## WHAT IS BEING ASKED
Copy the records below exactly, omitting any pictures they contain.

## AVAILABLE DATA
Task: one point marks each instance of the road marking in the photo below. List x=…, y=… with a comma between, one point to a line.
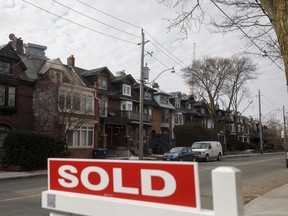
x=19, y=198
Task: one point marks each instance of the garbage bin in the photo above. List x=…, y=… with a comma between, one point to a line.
x=100, y=153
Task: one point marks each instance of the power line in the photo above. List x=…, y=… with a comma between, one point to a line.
x=69, y=8
x=78, y=24
x=179, y=61
x=173, y=58
x=247, y=35
x=136, y=26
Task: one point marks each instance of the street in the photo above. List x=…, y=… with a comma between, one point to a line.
x=260, y=174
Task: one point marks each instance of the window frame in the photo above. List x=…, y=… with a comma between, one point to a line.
x=8, y=99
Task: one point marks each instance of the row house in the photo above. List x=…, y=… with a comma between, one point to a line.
x=39, y=94
x=16, y=91
x=92, y=109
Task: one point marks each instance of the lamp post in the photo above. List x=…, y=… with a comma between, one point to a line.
x=141, y=106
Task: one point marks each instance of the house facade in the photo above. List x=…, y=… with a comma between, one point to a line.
x=16, y=93
x=91, y=109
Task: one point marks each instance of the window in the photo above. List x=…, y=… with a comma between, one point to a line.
x=4, y=67
x=178, y=119
x=177, y=103
x=163, y=99
x=102, y=83
x=148, y=96
x=203, y=111
x=126, y=106
x=165, y=116
x=82, y=102
x=83, y=137
x=4, y=130
x=103, y=107
x=7, y=96
x=126, y=90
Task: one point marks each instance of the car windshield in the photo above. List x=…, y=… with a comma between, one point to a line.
x=199, y=146
x=174, y=150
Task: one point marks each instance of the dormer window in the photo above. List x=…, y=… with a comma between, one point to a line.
x=4, y=67
x=126, y=90
x=7, y=96
x=102, y=83
x=177, y=103
x=163, y=99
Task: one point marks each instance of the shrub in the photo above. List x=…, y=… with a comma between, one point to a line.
x=29, y=149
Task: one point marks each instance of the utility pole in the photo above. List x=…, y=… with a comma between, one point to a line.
x=284, y=135
x=260, y=124
x=141, y=99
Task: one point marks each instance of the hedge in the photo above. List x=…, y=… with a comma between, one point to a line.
x=30, y=149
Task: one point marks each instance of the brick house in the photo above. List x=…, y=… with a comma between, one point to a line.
x=45, y=95
x=16, y=93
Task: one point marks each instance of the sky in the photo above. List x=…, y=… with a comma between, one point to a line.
x=108, y=33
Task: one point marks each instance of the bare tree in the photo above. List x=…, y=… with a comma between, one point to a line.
x=207, y=77
x=234, y=88
x=263, y=23
x=220, y=79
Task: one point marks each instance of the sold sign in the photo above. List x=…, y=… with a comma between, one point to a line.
x=159, y=182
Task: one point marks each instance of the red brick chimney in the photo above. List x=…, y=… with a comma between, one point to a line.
x=71, y=61
x=17, y=44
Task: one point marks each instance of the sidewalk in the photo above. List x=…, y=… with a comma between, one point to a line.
x=273, y=203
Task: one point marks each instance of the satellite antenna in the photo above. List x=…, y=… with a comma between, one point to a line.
x=12, y=36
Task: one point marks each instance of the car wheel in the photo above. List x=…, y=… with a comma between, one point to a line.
x=207, y=158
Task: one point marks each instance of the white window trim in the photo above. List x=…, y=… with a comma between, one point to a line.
x=126, y=90
x=86, y=96
x=86, y=129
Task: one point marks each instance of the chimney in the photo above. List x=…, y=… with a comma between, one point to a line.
x=155, y=85
x=120, y=73
x=71, y=61
x=17, y=44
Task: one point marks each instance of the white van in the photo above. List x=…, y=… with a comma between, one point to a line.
x=206, y=150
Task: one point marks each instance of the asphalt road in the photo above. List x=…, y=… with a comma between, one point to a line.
x=259, y=174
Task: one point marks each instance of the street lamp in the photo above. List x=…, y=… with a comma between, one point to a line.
x=141, y=107
x=171, y=69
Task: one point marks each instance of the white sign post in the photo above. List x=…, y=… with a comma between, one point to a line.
x=109, y=187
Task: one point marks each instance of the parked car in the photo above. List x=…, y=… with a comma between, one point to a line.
x=206, y=150
x=179, y=154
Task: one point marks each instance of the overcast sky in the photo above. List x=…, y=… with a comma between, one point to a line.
x=98, y=40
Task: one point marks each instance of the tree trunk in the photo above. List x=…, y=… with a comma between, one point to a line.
x=278, y=14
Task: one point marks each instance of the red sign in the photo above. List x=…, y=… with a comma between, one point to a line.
x=166, y=183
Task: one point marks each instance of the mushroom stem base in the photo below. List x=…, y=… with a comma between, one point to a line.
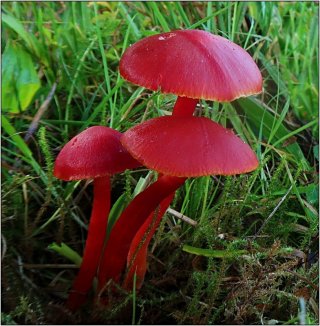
x=94, y=244
x=184, y=106
x=116, y=251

## PROBLEM SOLUTION
Task: one point marks each instance of the road marking in the photo below. List x=…, y=… with a comma between, one point to a line.
x=19, y=198
Task: one point marks each instance of the garbage bin in the photo above. List x=…, y=… with a comma between, one point to a line.
x=100, y=153
Task: one point marks each instance of the power line in the photo above. List x=…, y=… with a comma between, one point to a line.
x=69, y=8
x=78, y=24
x=179, y=61
x=173, y=58
x=247, y=35
x=136, y=26
Task: one point marks each instance of the street in the photo above. List x=…, y=… with a comma between, one point to a line.
x=260, y=174
Task: one point marks each instance of the window frame in the photo above. List x=…, y=… with a comma between, one point to a line.
x=8, y=99
Task: one point marks each instance of the row house in the photo above. List x=…, y=… with a comma between, one point to a line.
x=39, y=94
x=16, y=91
x=92, y=109
Task: one point marks each instance of the lamp post in the photo above. List x=…, y=… with a comma between, one point to a line.
x=141, y=106
Task: one point marks each instance of the house facade in the photo above. List x=…, y=… with a comma between, one point to a line.
x=16, y=93
x=91, y=109
Task: one point marks each instance of the window in the photo above. List x=…, y=… with a comma between, one point to a line.
x=4, y=67
x=178, y=119
x=177, y=103
x=163, y=99
x=102, y=83
x=148, y=96
x=203, y=111
x=126, y=106
x=165, y=116
x=82, y=102
x=83, y=137
x=4, y=130
x=103, y=107
x=7, y=96
x=126, y=90
Task: one point marks each instance of the car windshield in the photo above. List x=…, y=… with a comma between, one point to a line.
x=199, y=146
x=174, y=150
Task: one point marks each instance of the dormer window in the photo above. List x=…, y=… with a comma between, one point to a line.
x=4, y=67
x=126, y=90
x=7, y=96
x=102, y=83
x=177, y=103
x=163, y=99
Task: one point marks each instance of the shrub in the photo above. List x=…, y=… with a comma between, one point to a line.
x=29, y=149
Task: one point marks each instance of the utility pole in the photo above. List x=…, y=… with a comma between, one point to a line.
x=284, y=135
x=260, y=124
x=141, y=99
Task: one point marks each instance of the hedge in the photo above. List x=…, y=… with a comma between, one point to a line.
x=30, y=149
Task: one point marks each instance of the brick house in the photo above. List x=…, y=… with a comma between, one point to a line.
x=45, y=95
x=16, y=93
Task: one point marks each instance of the sky in the photo above. List x=…, y=… with a comma between, one point to a line.
x=108, y=33
Task: one point marks each instance of the bare tree in the photo above. List x=…, y=… with a comma between, one point to a line.
x=207, y=77
x=234, y=88
x=263, y=23
x=220, y=79
Task: one point marks each instance of the sold sign in the photo above. List x=…, y=… with a comma between, one point to a line.
x=159, y=182
Task: one point marks each instance of the red brick chimney in the photo above. List x=…, y=… with a comma between, one point to a line.
x=71, y=61
x=17, y=44
Task: one point marks each instance of the sidewalk in the photo above. List x=…, y=… with a comma between, one point to a line.
x=273, y=203
Task: one point marks each instance of the satellite antenna in the photo above. List x=…, y=… with a comma between, one point to a line.
x=12, y=36
Task: one point marks each instance of the car wheel in the photo above. List x=…, y=… with a comma between, one point to a line.
x=207, y=158
Task: one point marks each instance of the white window trim in the photo above. List x=…, y=… with a comma between, one point to a line.
x=126, y=90
x=86, y=96
x=86, y=129
Task: one point marks each instance of the chimney in the photo above. List x=…, y=… with a comma between, one point to a line.
x=155, y=85
x=120, y=73
x=71, y=61
x=17, y=44
Task: one point marks each instance of the white van in the photo above. List x=…, y=… with a comma between, one point to a line.
x=206, y=150
Task: one point marks each instance of the asphalt road in the photo above. List x=…, y=… with a comma between, one point to a line.
x=259, y=174
Task: one point marks each instance of the street lamp in the photo above. List x=…, y=… with a comma between, one point to a line.
x=141, y=107
x=171, y=69
Task: one point marks each instance of the white sign post in the photo above. List x=…, y=… with a comma between, one point to a line.
x=109, y=187
Task: one point marks each instance of the parked car in the photo above. List x=…, y=… with a comma between, one point to a line.
x=206, y=150
x=179, y=154
Task: one point marks each instance of the overcast sky in the photo above. List x=…, y=… with a comma between, one point to a line.
x=98, y=40
Task: one point marks each instance of the tree trunk in the photo above. List x=…, y=… with a comma between, one point to a line.
x=278, y=14
Task: one point marks each instance of the red sign in the photo above. List x=…, y=… with a comma between, one point to a line.
x=166, y=183
Task: one point marks each instance of the mushroom stem base in the photo below. List x=…, y=… with a comma between, one point to a line.
x=94, y=244
x=184, y=106
x=116, y=251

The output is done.